Brief => The word to find is "below". Copy each line of the material that contains it.

⟨

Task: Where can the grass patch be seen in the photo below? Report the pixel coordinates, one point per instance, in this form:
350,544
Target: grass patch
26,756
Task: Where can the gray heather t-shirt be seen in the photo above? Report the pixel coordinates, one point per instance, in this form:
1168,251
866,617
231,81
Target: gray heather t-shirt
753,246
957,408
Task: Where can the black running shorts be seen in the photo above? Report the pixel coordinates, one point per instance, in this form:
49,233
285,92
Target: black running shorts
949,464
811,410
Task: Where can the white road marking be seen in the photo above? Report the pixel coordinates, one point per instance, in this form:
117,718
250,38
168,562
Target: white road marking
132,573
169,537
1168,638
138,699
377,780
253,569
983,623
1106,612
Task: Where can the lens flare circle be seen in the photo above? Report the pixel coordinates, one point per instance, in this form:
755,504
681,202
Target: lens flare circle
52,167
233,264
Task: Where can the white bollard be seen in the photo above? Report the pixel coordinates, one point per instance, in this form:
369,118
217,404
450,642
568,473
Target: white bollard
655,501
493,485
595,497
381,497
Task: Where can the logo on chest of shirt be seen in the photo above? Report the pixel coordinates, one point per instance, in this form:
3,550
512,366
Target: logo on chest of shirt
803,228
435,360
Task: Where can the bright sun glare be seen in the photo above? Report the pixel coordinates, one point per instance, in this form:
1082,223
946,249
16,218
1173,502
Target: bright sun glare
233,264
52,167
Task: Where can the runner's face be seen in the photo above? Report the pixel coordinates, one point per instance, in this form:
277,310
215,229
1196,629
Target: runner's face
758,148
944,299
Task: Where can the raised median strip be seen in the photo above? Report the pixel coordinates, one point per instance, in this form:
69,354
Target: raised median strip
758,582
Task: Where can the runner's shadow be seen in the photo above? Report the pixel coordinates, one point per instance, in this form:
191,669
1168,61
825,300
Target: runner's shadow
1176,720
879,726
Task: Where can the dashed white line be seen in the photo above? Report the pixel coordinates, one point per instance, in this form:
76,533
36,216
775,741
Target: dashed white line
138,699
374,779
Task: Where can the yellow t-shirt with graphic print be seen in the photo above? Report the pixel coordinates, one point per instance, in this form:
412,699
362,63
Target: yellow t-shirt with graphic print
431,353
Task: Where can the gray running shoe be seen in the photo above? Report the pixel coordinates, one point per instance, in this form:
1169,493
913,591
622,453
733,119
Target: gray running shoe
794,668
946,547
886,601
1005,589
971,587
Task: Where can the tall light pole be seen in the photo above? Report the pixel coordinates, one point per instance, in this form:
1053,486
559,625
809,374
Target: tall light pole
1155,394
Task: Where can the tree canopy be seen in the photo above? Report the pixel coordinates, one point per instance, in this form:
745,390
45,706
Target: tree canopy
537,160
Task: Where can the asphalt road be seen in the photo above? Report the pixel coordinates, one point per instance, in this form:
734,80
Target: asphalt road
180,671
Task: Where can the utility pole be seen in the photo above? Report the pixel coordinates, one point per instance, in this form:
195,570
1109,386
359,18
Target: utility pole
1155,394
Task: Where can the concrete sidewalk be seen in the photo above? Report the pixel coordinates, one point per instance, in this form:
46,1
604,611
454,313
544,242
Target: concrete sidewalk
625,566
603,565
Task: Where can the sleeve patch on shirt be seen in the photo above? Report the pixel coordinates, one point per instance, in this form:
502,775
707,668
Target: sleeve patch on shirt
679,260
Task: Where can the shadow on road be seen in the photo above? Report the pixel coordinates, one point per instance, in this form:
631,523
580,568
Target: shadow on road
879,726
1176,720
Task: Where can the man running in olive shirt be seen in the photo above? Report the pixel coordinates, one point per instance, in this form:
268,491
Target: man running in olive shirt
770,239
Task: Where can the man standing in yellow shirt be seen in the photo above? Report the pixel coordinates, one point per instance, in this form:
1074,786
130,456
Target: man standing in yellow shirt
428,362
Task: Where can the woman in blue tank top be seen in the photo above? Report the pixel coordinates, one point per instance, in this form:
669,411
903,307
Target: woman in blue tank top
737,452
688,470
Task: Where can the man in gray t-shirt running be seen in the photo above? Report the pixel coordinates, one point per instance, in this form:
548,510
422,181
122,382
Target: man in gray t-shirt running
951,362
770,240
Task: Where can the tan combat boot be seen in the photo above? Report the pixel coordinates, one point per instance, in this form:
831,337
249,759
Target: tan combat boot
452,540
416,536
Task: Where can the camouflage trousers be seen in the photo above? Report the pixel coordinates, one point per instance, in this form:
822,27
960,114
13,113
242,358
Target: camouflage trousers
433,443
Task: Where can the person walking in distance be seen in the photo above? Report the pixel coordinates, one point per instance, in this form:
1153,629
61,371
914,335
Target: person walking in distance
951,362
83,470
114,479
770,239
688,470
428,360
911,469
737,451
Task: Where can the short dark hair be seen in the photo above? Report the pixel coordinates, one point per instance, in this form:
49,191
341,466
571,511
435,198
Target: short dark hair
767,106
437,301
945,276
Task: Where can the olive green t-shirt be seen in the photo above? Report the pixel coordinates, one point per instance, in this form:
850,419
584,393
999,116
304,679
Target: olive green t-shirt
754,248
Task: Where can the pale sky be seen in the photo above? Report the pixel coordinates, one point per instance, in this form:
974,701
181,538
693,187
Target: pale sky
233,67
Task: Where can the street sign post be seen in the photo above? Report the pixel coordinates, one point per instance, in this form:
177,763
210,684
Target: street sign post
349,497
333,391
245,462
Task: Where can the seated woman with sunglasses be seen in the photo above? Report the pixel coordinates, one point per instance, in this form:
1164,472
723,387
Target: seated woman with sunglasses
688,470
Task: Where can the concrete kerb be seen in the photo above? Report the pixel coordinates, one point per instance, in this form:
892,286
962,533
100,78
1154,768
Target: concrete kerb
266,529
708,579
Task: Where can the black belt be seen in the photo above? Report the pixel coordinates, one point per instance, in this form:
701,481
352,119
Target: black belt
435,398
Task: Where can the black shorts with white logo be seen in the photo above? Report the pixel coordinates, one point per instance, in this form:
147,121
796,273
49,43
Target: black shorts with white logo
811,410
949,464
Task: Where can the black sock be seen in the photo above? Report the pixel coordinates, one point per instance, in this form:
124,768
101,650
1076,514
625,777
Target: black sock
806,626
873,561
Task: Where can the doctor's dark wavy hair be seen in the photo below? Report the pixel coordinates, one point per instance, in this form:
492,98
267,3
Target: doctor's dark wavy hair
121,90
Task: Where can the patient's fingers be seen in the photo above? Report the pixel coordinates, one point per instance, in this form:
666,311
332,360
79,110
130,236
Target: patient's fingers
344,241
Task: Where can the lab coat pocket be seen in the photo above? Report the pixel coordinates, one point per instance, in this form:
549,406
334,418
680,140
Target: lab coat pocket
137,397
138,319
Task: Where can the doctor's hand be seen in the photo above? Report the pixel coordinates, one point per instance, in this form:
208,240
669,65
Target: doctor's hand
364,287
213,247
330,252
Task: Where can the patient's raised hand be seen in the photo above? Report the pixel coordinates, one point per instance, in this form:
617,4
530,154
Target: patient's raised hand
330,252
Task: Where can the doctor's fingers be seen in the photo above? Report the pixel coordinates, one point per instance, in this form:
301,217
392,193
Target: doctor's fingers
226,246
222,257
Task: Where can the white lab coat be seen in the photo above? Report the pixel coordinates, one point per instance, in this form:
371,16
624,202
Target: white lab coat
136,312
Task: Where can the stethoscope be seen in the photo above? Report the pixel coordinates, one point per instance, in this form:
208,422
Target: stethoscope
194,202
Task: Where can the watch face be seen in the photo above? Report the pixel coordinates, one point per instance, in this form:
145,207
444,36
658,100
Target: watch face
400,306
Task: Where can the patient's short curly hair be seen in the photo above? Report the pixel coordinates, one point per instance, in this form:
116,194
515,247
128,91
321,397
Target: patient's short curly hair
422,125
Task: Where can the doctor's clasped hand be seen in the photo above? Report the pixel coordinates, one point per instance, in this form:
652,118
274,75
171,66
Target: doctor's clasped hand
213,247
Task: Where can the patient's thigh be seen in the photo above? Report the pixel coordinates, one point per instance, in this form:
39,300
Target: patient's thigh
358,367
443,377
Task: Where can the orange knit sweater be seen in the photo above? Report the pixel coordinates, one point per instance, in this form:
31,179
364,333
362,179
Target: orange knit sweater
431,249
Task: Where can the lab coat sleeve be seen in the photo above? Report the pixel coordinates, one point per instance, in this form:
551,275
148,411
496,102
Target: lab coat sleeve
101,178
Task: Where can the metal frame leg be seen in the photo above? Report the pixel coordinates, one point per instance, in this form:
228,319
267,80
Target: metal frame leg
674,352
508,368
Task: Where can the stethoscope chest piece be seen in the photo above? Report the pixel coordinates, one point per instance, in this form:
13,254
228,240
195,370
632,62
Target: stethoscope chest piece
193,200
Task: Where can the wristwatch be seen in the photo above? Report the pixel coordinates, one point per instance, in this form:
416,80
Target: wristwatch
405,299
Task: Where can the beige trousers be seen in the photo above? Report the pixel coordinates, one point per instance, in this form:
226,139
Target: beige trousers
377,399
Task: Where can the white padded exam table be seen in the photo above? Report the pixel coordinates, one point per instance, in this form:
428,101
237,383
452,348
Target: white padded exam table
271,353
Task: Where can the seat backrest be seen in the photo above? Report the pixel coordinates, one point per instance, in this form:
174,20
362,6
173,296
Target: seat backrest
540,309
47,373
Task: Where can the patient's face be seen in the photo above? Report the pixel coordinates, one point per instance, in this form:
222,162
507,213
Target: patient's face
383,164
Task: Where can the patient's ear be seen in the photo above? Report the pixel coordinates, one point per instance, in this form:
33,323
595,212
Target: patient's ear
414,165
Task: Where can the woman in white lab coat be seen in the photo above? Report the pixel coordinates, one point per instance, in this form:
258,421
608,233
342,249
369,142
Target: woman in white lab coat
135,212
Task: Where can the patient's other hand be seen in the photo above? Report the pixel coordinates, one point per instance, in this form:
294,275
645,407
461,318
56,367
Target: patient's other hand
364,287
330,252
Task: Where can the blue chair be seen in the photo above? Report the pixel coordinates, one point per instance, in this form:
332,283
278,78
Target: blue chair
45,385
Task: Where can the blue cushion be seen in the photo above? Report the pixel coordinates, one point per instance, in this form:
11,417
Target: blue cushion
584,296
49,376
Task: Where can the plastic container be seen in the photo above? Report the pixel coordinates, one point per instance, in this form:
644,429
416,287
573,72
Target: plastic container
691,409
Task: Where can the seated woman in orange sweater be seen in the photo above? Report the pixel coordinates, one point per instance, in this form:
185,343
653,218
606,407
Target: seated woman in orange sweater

⟩

Solution to the problem =>
Task: Where can the grass patch be seen in the photo below? Report the pixel coordinates, one point per instance, in this form:
Task: Where can the doctor's dark wavy hair be seen in the photo below? Report the pixel coordinates, one point per instance, in this form:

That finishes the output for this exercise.